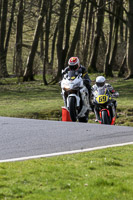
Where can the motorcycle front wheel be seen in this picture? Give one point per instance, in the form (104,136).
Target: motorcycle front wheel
(105,117)
(72,109)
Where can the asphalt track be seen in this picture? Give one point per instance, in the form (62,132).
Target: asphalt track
(22,138)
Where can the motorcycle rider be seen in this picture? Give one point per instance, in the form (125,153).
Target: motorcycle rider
(101,82)
(74,64)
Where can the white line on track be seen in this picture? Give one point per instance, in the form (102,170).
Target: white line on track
(65,152)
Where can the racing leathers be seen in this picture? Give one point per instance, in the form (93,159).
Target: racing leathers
(112,91)
(85,76)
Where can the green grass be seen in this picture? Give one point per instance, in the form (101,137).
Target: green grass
(99,175)
(34,100)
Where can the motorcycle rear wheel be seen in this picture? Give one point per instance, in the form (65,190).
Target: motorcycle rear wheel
(72,109)
(105,117)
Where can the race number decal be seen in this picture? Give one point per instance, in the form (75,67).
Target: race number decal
(102,99)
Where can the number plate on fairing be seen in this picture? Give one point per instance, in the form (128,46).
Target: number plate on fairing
(102,99)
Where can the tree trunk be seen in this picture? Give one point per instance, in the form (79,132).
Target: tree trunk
(77,31)
(99,26)
(3,51)
(18,50)
(28,74)
(61,37)
(122,67)
(130,41)
(112,47)
(86,48)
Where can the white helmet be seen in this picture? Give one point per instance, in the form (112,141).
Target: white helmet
(100,81)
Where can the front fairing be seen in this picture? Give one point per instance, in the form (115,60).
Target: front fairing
(101,96)
(72,81)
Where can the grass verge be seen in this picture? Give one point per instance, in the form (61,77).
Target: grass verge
(97,175)
(34,100)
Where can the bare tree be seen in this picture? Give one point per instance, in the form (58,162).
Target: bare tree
(19,34)
(28,74)
(130,40)
(5,34)
(99,26)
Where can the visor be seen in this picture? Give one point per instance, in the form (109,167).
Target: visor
(100,84)
(73,67)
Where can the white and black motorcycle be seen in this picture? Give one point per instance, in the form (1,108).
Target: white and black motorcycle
(76,96)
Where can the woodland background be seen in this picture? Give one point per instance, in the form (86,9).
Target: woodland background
(39,36)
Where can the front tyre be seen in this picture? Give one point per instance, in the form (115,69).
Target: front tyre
(105,117)
(72,109)
(84,119)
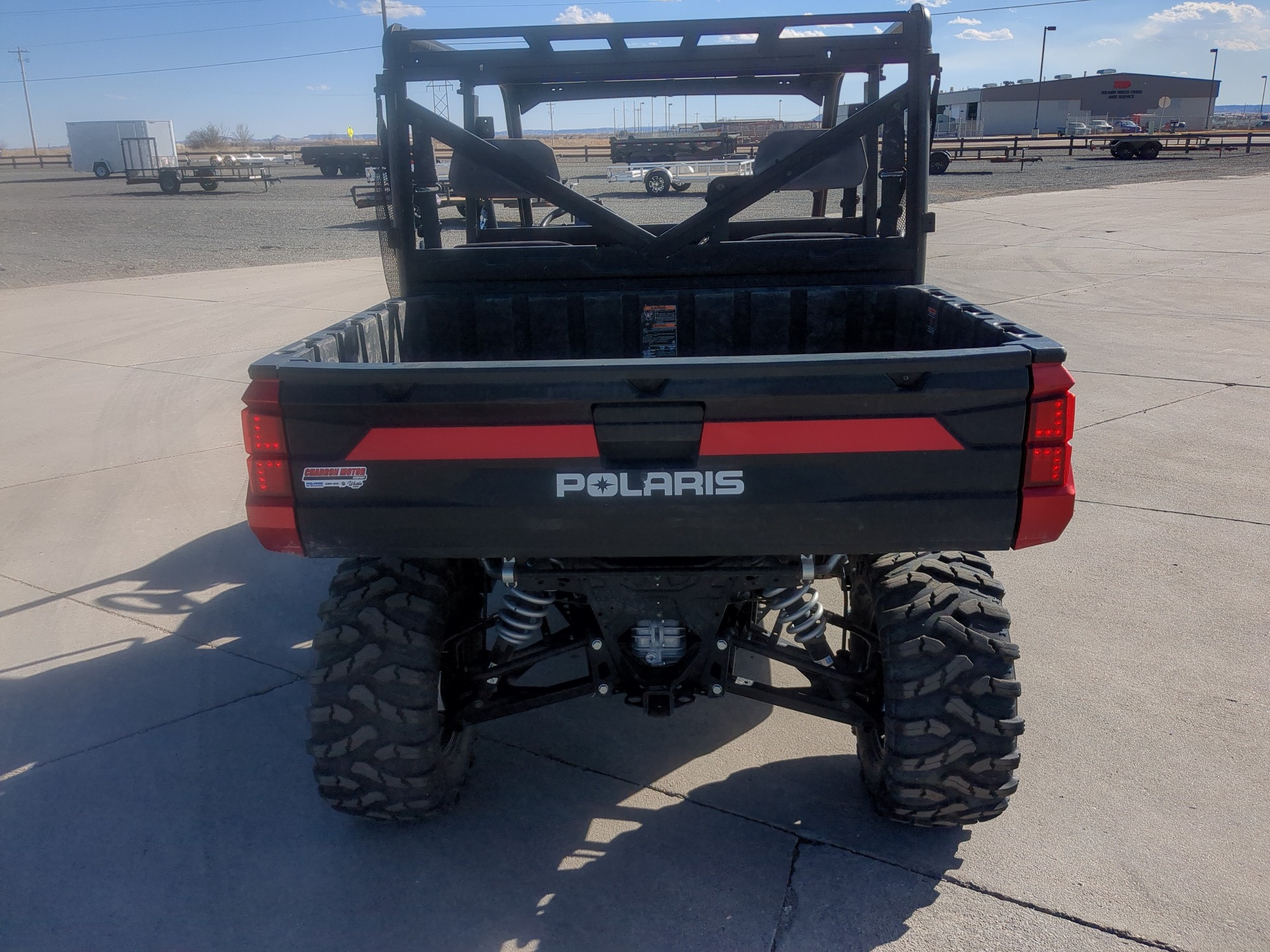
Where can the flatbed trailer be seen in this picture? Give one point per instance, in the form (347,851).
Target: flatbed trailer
(661,178)
(143,165)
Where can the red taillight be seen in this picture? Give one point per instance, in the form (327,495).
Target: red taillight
(262,433)
(270,502)
(1048,487)
(270,477)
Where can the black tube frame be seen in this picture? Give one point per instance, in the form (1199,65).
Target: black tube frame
(529,69)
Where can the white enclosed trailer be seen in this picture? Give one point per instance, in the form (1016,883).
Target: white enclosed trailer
(95,146)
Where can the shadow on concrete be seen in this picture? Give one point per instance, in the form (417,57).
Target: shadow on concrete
(171,805)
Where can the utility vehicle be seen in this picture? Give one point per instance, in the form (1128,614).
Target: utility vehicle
(644,450)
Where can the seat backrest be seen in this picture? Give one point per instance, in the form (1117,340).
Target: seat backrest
(473,180)
(843,169)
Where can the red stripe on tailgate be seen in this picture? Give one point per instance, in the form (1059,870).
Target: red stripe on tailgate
(559,442)
(798,437)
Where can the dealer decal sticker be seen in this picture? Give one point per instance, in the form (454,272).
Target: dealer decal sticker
(334,476)
(691,483)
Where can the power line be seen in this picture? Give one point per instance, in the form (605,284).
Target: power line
(198,66)
(1013,7)
(206,30)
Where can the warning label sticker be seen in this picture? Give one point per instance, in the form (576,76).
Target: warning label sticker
(659,331)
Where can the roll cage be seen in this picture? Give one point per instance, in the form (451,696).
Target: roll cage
(534,65)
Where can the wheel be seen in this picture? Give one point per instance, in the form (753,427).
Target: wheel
(1124,150)
(657,183)
(943,660)
(380,739)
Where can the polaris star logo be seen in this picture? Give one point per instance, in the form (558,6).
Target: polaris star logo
(689,483)
(334,476)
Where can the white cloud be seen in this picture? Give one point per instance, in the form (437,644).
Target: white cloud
(1231,26)
(577,15)
(396,8)
(986,37)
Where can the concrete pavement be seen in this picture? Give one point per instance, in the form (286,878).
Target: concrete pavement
(154,789)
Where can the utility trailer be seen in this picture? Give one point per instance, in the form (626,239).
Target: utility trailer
(603,460)
(661,178)
(143,165)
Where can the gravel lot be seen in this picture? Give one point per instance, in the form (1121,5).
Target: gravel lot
(63,226)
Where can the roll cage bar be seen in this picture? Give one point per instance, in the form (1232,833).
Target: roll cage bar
(534,65)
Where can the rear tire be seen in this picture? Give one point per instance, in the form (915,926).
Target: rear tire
(657,183)
(381,743)
(944,662)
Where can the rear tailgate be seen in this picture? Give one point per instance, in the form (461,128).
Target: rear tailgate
(691,457)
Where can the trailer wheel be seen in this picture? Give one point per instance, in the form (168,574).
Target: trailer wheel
(1124,150)
(381,743)
(944,666)
(657,183)
(1150,150)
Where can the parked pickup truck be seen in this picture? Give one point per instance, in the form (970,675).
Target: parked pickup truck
(603,459)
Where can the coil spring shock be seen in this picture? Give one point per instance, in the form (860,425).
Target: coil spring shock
(800,614)
(523,615)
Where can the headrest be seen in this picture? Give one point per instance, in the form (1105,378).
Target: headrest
(473,180)
(843,169)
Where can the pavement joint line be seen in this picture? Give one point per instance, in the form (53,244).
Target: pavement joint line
(789,900)
(143,622)
(138,733)
(1173,512)
(1179,380)
(125,366)
(118,466)
(1148,409)
(803,838)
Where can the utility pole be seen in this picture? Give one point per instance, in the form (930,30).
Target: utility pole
(31,124)
(1040,79)
(1212,92)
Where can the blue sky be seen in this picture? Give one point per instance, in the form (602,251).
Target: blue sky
(327,93)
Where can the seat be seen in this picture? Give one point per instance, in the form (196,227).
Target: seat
(843,169)
(473,180)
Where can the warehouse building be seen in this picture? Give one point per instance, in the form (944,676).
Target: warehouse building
(1009,108)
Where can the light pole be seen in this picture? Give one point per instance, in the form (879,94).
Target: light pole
(1040,79)
(31,124)
(1212,92)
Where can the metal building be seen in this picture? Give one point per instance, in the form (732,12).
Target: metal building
(1010,108)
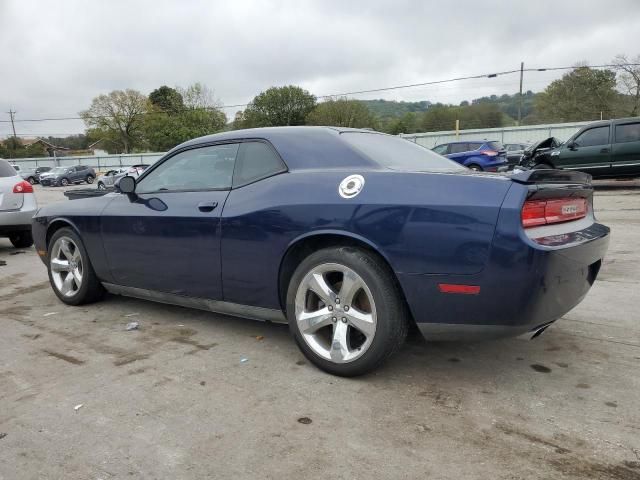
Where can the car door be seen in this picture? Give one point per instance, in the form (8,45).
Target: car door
(166,236)
(458,152)
(250,227)
(625,150)
(589,151)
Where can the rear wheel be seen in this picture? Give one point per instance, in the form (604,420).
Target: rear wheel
(21,239)
(70,272)
(345,311)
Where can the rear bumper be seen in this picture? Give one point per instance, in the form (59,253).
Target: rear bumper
(524,286)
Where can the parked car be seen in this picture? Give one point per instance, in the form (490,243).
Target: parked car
(111,177)
(488,156)
(32,175)
(17,206)
(63,176)
(514,152)
(606,149)
(348,235)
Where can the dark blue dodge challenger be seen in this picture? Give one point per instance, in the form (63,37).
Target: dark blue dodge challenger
(349,236)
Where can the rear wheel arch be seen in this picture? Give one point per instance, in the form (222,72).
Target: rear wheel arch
(57,225)
(305,246)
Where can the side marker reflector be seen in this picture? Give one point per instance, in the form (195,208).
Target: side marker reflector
(463,289)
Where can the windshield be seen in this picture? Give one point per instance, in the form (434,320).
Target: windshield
(397,153)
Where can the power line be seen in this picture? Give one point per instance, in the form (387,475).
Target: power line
(356,92)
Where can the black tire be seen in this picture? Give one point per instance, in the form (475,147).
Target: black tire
(91,290)
(542,166)
(21,239)
(391,312)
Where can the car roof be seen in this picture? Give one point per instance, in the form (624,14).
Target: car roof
(301,147)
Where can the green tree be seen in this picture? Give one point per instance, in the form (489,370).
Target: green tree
(278,106)
(582,94)
(199,115)
(342,112)
(166,99)
(119,116)
(628,79)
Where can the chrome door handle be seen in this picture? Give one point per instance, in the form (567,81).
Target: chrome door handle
(207,206)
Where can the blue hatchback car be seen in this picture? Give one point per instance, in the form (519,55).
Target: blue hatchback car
(350,236)
(482,156)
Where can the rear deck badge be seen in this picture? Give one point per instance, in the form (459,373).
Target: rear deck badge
(351,186)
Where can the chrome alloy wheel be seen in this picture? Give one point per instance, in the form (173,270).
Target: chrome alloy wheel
(335,313)
(66,266)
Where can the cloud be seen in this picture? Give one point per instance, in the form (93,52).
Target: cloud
(58,55)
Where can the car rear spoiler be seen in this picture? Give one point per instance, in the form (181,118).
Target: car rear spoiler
(528,177)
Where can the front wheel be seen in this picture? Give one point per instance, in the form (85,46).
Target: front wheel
(21,239)
(345,311)
(70,272)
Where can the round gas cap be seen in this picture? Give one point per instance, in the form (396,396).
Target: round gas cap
(351,186)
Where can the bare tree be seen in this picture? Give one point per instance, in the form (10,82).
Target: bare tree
(628,73)
(118,116)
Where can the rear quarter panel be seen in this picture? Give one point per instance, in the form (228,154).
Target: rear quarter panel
(421,223)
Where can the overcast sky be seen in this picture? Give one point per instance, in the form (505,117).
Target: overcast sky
(58,55)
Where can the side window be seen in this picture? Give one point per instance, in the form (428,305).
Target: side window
(593,136)
(441,149)
(629,132)
(256,160)
(204,168)
(458,147)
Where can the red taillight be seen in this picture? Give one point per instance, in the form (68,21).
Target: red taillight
(557,210)
(457,288)
(489,153)
(23,187)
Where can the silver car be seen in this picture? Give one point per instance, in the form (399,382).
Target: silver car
(17,206)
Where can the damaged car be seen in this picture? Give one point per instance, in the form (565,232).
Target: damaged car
(349,236)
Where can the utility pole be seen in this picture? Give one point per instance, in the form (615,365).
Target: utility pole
(11,114)
(520,96)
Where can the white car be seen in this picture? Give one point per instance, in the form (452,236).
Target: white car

Directive: Print again the material above, limited to the lines from the one holding "the form (10,82)." through the last, inclusive.

Task result:
Where can the bare tree be seen in this picture? Give one point per instance, in the form (10,82).
Target: bare tree
(628,73)
(118,116)
Where can the rear quarter panel be seen in this picture? Give one point per instance, in the form (228,154).
Target: rear quarter panel
(421,223)
Where can the overcast sky be seen in this picture? Give one point per instance, in the form (505,117).
Target: overcast sky
(58,55)
Where can the side window be seen in this picture? Give one point per instance, in the form (428,305).
Target: side window
(593,136)
(441,149)
(629,132)
(256,160)
(204,168)
(458,147)
Where can the red taillight be seen in this picture? Give one point per instance, in the form (68,21).
Target: red taillight
(557,210)
(457,288)
(489,153)
(23,187)
Where can the silver car be seen in this picture? Give one point per instance, in the form (399,382).
Target: silver car
(17,206)
Where can the damaged car be seen in this picture? Give one point per instance, in the form (565,232).
Target: damaged car
(349,236)
Where can the utility pole be seen in this picture? Give one point per instance, in the form (615,365).
Target: utility pole
(11,114)
(520,96)
Where can the white car be seen in this picture? Give one point per instance, in the form (452,236).
Target: white car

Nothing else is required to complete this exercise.